#### [Brief]
Below is a set of records. Repeat all of them exactly.
— Begin —
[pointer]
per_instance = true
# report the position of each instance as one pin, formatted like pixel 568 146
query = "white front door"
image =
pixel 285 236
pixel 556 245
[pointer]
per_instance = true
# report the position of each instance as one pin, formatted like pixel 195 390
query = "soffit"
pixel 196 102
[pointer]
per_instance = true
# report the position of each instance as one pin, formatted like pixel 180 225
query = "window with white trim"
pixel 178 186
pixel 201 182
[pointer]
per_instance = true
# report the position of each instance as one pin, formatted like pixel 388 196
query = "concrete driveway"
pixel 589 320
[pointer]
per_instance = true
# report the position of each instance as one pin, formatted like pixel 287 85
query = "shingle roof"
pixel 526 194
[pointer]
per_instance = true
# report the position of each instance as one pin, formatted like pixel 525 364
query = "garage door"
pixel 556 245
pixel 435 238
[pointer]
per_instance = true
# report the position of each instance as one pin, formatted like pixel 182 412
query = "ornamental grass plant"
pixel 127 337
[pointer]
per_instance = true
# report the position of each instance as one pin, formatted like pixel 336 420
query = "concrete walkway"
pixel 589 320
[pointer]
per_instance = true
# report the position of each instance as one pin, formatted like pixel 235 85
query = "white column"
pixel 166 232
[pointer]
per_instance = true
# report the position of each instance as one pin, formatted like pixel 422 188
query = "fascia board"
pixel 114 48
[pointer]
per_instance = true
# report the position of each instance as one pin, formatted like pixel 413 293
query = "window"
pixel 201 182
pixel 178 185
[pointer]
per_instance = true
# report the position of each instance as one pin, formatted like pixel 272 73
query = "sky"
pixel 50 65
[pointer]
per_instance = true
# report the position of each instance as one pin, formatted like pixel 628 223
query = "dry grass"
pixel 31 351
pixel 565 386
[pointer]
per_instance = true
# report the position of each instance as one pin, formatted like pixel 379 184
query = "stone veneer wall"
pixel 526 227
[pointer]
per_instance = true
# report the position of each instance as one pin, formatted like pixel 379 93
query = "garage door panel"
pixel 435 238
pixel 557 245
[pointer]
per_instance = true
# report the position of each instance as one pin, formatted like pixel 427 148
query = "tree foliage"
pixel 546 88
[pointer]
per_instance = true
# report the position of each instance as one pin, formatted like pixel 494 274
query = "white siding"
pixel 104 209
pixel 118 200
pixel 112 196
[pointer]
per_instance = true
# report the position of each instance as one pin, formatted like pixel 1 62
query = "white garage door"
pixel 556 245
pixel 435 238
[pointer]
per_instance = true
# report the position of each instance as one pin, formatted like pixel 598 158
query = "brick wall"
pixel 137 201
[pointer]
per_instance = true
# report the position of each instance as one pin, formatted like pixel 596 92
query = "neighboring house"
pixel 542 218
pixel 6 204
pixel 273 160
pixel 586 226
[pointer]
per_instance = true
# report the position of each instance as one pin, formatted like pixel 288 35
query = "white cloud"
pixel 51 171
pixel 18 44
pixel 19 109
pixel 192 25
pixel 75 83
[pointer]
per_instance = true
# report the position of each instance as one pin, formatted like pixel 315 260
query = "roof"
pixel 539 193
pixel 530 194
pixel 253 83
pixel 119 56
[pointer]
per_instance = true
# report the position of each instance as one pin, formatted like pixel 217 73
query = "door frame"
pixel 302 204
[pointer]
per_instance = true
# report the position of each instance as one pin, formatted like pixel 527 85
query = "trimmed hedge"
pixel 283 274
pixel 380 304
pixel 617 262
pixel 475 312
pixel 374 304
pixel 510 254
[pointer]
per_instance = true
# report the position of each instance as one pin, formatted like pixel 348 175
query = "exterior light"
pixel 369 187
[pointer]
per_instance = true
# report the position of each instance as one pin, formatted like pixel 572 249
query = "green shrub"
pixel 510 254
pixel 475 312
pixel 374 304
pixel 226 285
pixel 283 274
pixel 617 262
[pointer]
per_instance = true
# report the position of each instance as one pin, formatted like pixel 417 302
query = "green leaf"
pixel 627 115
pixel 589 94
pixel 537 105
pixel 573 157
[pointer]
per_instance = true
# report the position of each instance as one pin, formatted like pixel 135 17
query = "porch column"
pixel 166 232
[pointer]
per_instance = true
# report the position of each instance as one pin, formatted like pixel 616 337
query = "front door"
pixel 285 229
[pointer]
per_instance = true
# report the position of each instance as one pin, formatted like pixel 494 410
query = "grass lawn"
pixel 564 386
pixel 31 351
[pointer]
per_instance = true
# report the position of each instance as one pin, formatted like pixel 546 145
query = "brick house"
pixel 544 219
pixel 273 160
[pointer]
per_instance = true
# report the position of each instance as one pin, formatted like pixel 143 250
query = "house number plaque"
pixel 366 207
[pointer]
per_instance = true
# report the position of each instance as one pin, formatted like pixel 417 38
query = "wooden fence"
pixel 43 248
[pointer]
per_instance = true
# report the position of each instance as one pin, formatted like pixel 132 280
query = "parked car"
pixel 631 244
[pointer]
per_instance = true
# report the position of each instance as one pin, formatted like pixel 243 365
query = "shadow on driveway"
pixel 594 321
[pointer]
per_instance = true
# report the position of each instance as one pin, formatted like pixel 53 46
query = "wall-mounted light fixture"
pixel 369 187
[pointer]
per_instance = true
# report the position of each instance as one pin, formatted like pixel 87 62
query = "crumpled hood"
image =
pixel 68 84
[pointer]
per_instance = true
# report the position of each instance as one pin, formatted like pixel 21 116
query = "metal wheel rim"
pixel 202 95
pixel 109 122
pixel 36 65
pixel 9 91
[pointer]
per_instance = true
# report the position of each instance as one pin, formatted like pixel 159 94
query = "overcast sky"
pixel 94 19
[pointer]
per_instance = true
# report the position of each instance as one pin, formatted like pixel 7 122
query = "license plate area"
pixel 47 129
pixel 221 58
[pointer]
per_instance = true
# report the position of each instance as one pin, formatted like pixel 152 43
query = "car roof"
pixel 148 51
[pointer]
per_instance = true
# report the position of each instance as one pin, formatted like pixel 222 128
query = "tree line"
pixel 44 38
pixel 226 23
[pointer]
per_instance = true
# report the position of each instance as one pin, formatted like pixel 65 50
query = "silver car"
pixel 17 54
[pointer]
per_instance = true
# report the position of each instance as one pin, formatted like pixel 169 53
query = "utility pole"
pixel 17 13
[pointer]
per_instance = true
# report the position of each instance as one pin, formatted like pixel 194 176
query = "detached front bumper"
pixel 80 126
— End —
#### [Task answer]
[pointer]
per_instance = true
# report the position of each instance as one pin, formatted like pixel 568 146
query = "white front door"
image =
pixel 285 236
pixel 556 245
[pointer]
per_instance = true
# report the position of each instance as one pin, formatted like pixel 195 390
query = "soffit"
pixel 196 102
[pointer]
per_instance = true
# report the position of each instance as one pin, formatted like pixel 180 225
query = "window with white trim"
pixel 178 186
pixel 201 182
[pointer]
per_instance = true
# report the position of each instance as one pin, formatted like pixel 388 196
query = "concrete driveway"
pixel 589 320
[pointer]
per_instance = true
# report the position of each instance as one pin, formatted like pixel 287 85
query = "shingle roof"
pixel 526 194
[pointer]
per_instance = true
# report the position of each instance as one pin, formatted like pixel 525 364
query = "garage door"
pixel 556 245
pixel 435 238
[pointer]
per_instance = true
# report the position of each instance as one pin, formatted like pixel 182 412
query = "ornamental grass plant"
pixel 127 337
[pointer]
per_instance = true
# report the position of each instance as one pin, formatted like pixel 336 420
query = "concrete walkway"
pixel 589 320
[pointer]
per_instance = true
# report the position of each instance as one pin, formatted like pixel 235 85
query = "white column"
pixel 166 232
[pointer]
per_instance = true
# report the position of each instance as one pin, formatted like pixel 422 188
query = "fascia board"
pixel 114 48
[pointer]
per_instance = true
# report the position of each instance as one pin, formatted like pixel 413 293
query = "window"
pixel 201 182
pixel 178 185
[pointer]
per_instance = true
# report the position of each instance as one pin, formatted like pixel 272 73
query = "sky"
pixel 50 65
[pointer]
per_instance = true
# report the position of each instance as one pin, formatted like pixel 628 223
query = "dry grass"
pixel 31 351
pixel 565 386
[pointer]
per_instance = true
# report the position of each instance as one pin, formatted like pixel 379 184
query = "stone veneer wall"
pixel 526 227
[pointer]
per_instance = true
# report the position of each instance as one pin, formatted like pixel 379 93
query = "garage door panel"
pixel 435 238
pixel 557 245
[pointer]
per_instance = true
# report the position of each instance as one pin, formatted like pixel 427 148
query = "tree foliage"
pixel 546 88
[pointer]
per_instance = true
# report the position of each instance as one pin, formatted like pixel 494 274
query = "white siding"
pixel 104 209
pixel 118 200
pixel 112 196
[pointer]
per_instance = true
# report the position of each instance as one pin, formatted like pixel 1 62
query = "white garage door"
pixel 556 245
pixel 435 238
[pointer]
per_instance = true
# report the position of each instance as one pin, formatted like pixel 598 158
query = "brick wall"
pixel 137 201
[pointer]
per_instance = true
# report the position of each instance as one pin, formatted like pixel 596 92
query = "neighboring house"
pixel 542 218
pixel 6 204
pixel 273 160
pixel 586 226
[pointer]
per_instance = true
# report the position of each instance as one pin, formatted like pixel 288 35
query = "white cloud"
pixel 51 171
pixel 18 44
pixel 19 109
pixel 192 25
pixel 75 83
[pointer]
per_instance = true
# report the position of each instance as one pin, formatted like pixel 315 260
query = "roof"
pixel 539 193
pixel 530 194
pixel 253 83
pixel 119 56
[pointer]
per_instance = true
# report the position of each instance as one pin, formatted like pixel 217 73
query = "door frame"
pixel 302 204
[pointer]
per_instance = true
# report the position of each instance as one pin, formatted like pixel 527 85
query = "trimmed hedge"
pixel 283 274
pixel 380 304
pixel 617 262
pixel 475 312
pixel 374 304
pixel 510 254
[pointer]
per_instance = true
# report the position of each instance as one pin, formatted like pixel 348 175
query = "exterior light"
pixel 369 187
[pointer]
per_instance = true
# report the position of each instance as one pin, formatted like pixel 572 249
query = "green shrub"
pixel 510 254
pixel 475 312
pixel 374 304
pixel 226 285
pixel 283 274
pixel 617 262
[pointer]
per_instance = true
# report the position of each instance as one pin, formatted like pixel 417 302
query = "green leaf"
pixel 627 115
pixel 589 94
pixel 537 105
pixel 573 157
[pointer]
per_instance = true
# report the position of each instance as one pin, formatted like pixel 135 17
query = "porch column"
pixel 166 232
[pointer]
per_instance = true
# report the position of each instance as one pin, formatted like pixel 616 337
query = "front door"
pixel 285 229
[pointer]
per_instance = true
# report the position of each instance as one pin, formatted like pixel 494 410
query = "grass lawn"
pixel 564 386
pixel 31 351
[pointer]
per_instance = true
# report the position of each instance as one pin, formatted like pixel 546 145
query = "brick house"
pixel 544 219
pixel 273 160
[pointer]
per_instance = true
# report the position of each instance as one pin, formatted like pixel 143 250
query = "house number plaque"
pixel 366 207
[pointer]
per_instance = true
# report the position of each instance as one pin, formatted like pixel 417 38
query = "wooden fence"
pixel 43 248
[pointer]
per_instance = true
# report the position of each instance as one pin, formatted like pixel 132 280
query = "parked car"
pixel 631 244
[pointer]
per_instance = true
# report the position of each instance as one pin, formatted like pixel 243 365
query = "shadow on driveway"
pixel 594 321
[pointer]
per_instance = true
# report the position of each instance as one pin, formatted like pixel 53 46
query = "wall-mounted light fixture"
pixel 369 187
[pointer]
per_instance = true
# report the position of each instance as one pin, formatted like pixel 87 62
query = "crumpled hood"
image =
pixel 68 84
[pointer]
per_instance = true
# report the position of each instance as one pin, formatted like pixel 21 116
query = "metal wheel rim"
pixel 202 95
pixel 109 122
pixel 36 65
pixel 9 91
[pointer]
per_instance = true
# report the position of each instance as one pin, formatted like pixel 159 94
query = "overcast sky"
pixel 94 19
[pointer]
per_instance = true
# report the position of each instance as one pin, formatted like pixel 7 122
query = "license plate area"
pixel 47 129
pixel 221 58
[pointer]
per_instance = true
# report the position of each instance as one pin, formatted like pixel 152 43
query = "car roof"
pixel 148 51
[pointer]
per_instance = true
# report the position of each instance as one pin, formatted like pixel 222 128
query = "tree line"
pixel 44 38
pixel 226 23
[pointer]
per_instance = true
# report the position of each instance as one pin, formatted like pixel 65 50
query = "silver car"
pixel 17 54
[pointer]
per_instance = true
# report the position of each instance as one pin, formatted like pixel 169 53
query = "utility pole"
pixel 17 13
[pointer]
per_instance = true
# report the position of each instance as one pin, formatted like pixel 194 176
query = "detached front bumper"
pixel 80 126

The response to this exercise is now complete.